Please repeat all of the lines that follow, exactly as written.

>> Start INFORMATION SUPPLIED

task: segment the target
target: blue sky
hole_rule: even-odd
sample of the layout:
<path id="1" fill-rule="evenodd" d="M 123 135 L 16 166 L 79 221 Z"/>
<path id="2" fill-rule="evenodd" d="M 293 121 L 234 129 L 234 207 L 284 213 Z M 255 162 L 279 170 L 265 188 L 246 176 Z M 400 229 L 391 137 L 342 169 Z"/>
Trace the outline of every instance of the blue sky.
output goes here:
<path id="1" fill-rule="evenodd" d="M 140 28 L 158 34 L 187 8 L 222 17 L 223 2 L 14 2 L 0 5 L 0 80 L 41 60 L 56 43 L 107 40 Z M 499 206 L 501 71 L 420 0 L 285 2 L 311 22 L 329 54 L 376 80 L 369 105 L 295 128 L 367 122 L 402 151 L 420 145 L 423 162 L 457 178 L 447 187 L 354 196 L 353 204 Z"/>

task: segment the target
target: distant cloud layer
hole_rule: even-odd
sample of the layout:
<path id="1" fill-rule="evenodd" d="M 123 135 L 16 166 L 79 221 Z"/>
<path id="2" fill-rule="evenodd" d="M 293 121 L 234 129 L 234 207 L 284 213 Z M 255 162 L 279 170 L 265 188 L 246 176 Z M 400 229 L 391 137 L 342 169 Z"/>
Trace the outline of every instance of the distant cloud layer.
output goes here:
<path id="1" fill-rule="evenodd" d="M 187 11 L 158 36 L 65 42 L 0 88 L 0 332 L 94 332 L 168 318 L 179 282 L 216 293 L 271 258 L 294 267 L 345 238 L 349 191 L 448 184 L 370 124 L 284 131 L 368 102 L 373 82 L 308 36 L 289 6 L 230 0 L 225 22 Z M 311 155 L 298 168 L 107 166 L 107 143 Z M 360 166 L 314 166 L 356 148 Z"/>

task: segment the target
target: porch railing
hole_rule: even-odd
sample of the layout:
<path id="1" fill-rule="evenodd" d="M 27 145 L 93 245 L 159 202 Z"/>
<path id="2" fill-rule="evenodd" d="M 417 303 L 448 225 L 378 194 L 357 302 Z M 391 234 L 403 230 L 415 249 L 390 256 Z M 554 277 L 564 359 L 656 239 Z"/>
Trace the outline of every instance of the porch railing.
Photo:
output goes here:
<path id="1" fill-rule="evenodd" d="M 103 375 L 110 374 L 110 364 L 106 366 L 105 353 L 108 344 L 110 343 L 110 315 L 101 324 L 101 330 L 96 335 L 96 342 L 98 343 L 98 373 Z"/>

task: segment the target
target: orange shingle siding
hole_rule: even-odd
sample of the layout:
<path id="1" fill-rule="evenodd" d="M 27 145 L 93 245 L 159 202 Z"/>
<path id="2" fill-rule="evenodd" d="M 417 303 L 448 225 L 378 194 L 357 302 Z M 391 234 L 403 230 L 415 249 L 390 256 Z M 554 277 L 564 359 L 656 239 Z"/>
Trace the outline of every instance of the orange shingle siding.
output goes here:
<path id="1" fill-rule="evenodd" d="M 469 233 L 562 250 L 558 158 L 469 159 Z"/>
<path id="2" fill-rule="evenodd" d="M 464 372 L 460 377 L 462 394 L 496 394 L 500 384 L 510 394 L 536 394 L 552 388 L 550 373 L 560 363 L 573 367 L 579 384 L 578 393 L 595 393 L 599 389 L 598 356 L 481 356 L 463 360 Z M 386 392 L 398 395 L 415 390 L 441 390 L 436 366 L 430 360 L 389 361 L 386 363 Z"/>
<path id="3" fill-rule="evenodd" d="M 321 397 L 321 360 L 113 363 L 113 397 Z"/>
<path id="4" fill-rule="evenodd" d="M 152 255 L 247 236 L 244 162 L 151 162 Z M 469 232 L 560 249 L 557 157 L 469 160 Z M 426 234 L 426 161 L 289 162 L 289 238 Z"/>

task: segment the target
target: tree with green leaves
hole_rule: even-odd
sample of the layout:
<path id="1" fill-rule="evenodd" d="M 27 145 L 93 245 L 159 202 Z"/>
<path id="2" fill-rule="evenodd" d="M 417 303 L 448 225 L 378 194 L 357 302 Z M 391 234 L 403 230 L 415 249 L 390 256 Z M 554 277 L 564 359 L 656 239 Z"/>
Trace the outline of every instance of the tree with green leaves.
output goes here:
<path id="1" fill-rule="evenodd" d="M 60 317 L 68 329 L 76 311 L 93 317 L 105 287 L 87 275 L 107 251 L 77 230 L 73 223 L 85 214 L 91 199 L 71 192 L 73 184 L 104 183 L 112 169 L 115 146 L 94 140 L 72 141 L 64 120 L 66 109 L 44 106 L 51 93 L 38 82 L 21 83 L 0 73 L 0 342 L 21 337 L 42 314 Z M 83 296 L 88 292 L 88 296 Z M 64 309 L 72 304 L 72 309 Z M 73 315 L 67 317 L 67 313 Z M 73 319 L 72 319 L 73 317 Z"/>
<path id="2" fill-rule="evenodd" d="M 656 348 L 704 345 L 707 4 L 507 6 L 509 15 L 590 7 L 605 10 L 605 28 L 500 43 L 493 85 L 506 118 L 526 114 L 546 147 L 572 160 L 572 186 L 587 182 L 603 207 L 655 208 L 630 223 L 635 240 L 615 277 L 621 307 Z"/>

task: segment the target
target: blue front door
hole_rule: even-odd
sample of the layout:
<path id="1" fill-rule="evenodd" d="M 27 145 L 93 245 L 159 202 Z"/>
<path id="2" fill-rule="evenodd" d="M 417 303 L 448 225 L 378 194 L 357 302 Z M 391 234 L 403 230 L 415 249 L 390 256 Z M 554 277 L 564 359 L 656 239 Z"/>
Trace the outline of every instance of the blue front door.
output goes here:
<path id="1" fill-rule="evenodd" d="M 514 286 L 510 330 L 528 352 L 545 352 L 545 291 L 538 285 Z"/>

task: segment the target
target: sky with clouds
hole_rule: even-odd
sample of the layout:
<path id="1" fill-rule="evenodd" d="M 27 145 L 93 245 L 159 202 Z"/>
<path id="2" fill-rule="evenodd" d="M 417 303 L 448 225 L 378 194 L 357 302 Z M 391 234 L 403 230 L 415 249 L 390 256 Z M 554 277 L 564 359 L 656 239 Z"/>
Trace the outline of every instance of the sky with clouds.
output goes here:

>> End INFORMATION SUPPLIED

RESULT FOR THIS TASK:
task: segment the target
target: blue sky
hole_rule: even-odd
sample of the layout:
<path id="1" fill-rule="evenodd" d="M 123 135 L 16 166 L 79 221 Z"/>
<path id="2" fill-rule="evenodd" d="M 293 121 L 234 129 L 234 207 L 284 213 Z M 255 162 L 279 170 L 265 188 L 246 176 Z M 400 229 L 391 137 L 342 169 Z"/>
Trace the outline of every instance of the blue sky.
output goes here:
<path id="1" fill-rule="evenodd" d="M 140 28 L 158 34 L 187 8 L 222 17 L 223 2 L 14 2 L 0 5 L 0 80 L 41 60 L 56 43 L 107 40 Z M 499 206 L 501 71 L 420 0 L 285 2 L 311 22 L 329 54 L 376 80 L 369 105 L 295 128 L 367 122 L 402 151 L 420 145 L 423 162 L 457 178 L 447 187 L 354 196 L 353 204 Z"/>

task: segment the target
target: distant cloud layer
hole_rule: even-odd
sample of the layout:
<path id="1" fill-rule="evenodd" d="M 123 135 L 16 166 L 79 221 Z"/>
<path id="2" fill-rule="evenodd" d="M 293 121 L 234 129 L 234 207 L 284 213 Z M 255 162 L 279 170 L 265 188 L 246 176 Z M 400 229 L 391 137 L 342 169 Z"/>
Trace the outline of every instance of the distant cloud layer.
output goes here:
<path id="1" fill-rule="evenodd" d="M 187 11 L 158 36 L 65 42 L 0 88 L 0 332 L 94 332 L 168 318 L 179 282 L 216 293 L 271 258 L 294 267 L 345 238 L 349 191 L 448 184 L 370 124 L 284 131 L 368 102 L 373 82 L 308 36 L 289 6 L 230 0 L 225 22 Z M 311 155 L 298 168 L 107 166 L 107 143 Z M 360 166 L 314 166 L 356 148 Z"/>

task: segment the target
target: porch railing
hole_rule: even-odd
sample of the layout:
<path id="1" fill-rule="evenodd" d="M 27 145 L 93 245 L 159 202 Z"/>
<path id="2" fill-rule="evenodd" d="M 417 303 L 448 225 L 378 194 L 357 302 Z M 391 234 L 403 230 L 415 249 L 390 256 Z M 554 277 L 564 359 L 656 239 Z"/>
Trace the outline of every instance of the porch railing.
Photo:
output goes here:
<path id="1" fill-rule="evenodd" d="M 103 375 L 110 374 L 110 364 L 106 366 L 105 353 L 108 344 L 110 343 L 110 315 L 101 324 L 101 330 L 96 335 L 96 342 L 98 343 L 98 373 Z"/>

task: segment the target
target: orange shingle siding
hole_rule: even-odd
sample of the layout:
<path id="1" fill-rule="evenodd" d="M 27 145 L 93 245 L 159 202 Z"/>
<path id="2" fill-rule="evenodd" d="M 417 303 L 448 225 L 378 194 L 357 302 Z M 391 234 L 403 230 L 415 249 L 390 256 Z M 554 277 L 564 359 L 656 239 Z"/>
Trace the outline of every instance of the orange shingle siding.
output goes here:
<path id="1" fill-rule="evenodd" d="M 469 233 L 562 250 L 558 158 L 469 159 Z"/>
<path id="2" fill-rule="evenodd" d="M 464 372 L 460 377 L 462 394 L 496 394 L 500 384 L 510 394 L 536 394 L 552 388 L 550 373 L 560 363 L 573 367 L 579 384 L 578 393 L 595 393 L 599 389 L 598 356 L 481 356 L 463 360 Z M 386 392 L 398 395 L 415 390 L 441 390 L 436 366 L 430 360 L 389 361 L 386 363 Z"/>
<path id="3" fill-rule="evenodd" d="M 321 397 L 321 360 L 113 363 L 113 397 Z"/>
<path id="4" fill-rule="evenodd" d="M 152 255 L 247 236 L 244 162 L 151 162 Z M 469 232 L 560 249 L 557 157 L 469 160 Z M 426 234 L 426 161 L 289 162 L 289 238 Z"/>

task: segment the target
target: tree with green leaves
hole_rule: even-odd
sample of the layout:
<path id="1" fill-rule="evenodd" d="M 27 145 L 93 245 L 159 202 Z"/>
<path id="2" fill-rule="evenodd" d="M 417 303 L 448 225 L 378 194 L 357 302 Z M 391 234 L 403 230 L 415 249 L 390 256 Z M 554 277 L 564 359 L 656 239 Z"/>
Trace the outline of every instance of the tree with green leaves.
output goes here:
<path id="1" fill-rule="evenodd" d="M 60 317 L 68 329 L 76 311 L 93 317 L 105 287 L 87 275 L 107 251 L 77 230 L 73 223 L 85 214 L 91 199 L 71 192 L 73 184 L 104 183 L 112 169 L 115 146 L 94 140 L 72 141 L 64 120 L 66 109 L 44 106 L 51 93 L 38 82 L 21 83 L 0 73 L 0 342 L 21 337 L 42 314 Z M 83 296 L 88 292 L 88 296 Z M 64 309 L 72 304 L 72 309 Z M 73 315 L 67 317 L 67 313 Z M 73 319 L 72 319 L 73 317 Z"/>
<path id="2" fill-rule="evenodd" d="M 656 348 L 704 345 L 707 4 L 507 6 L 509 15 L 590 7 L 605 10 L 605 28 L 500 43 L 493 85 L 506 118 L 526 114 L 546 147 L 572 160 L 572 186 L 587 182 L 603 207 L 655 208 L 630 223 L 635 240 L 615 277 L 621 307 Z"/>

task: segment the target
target: blue front door
hole_rule: even-odd
sample of the layout:
<path id="1" fill-rule="evenodd" d="M 27 145 L 93 245 L 159 202 Z"/>
<path id="2" fill-rule="evenodd" d="M 417 303 L 448 225 L 378 194 L 357 302 Z M 391 234 L 403 230 L 415 249 L 390 256 Z M 554 277 L 564 359 L 656 239 Z"/>
Trace the outline of every instance of the blue front door.
output goes here:
<path id="1" fill-rule="evenodd" d="M 514 286 L 510 330 L 528 352 L 545 352 L 545 291 L 538 285 Z"/>

task: segment the target
target: sky with clouds
hole_rule: even-odd
sample of the layout:
<path id="1" fill-rule="evenodd" d="M 27 145 L 93 245 L 159 202 Z"/>
<path id="2" fill-rule="evenodd" d="M 417 303 L 448 225 L 378 194 L 357 302 Z M 391 234 L 403 230 L 415 249 L 390 256 Z M 554 277 L 564 359 L 656 239 Z"/>
Trace the outline of every instance of the sky with clouds.
output goes here:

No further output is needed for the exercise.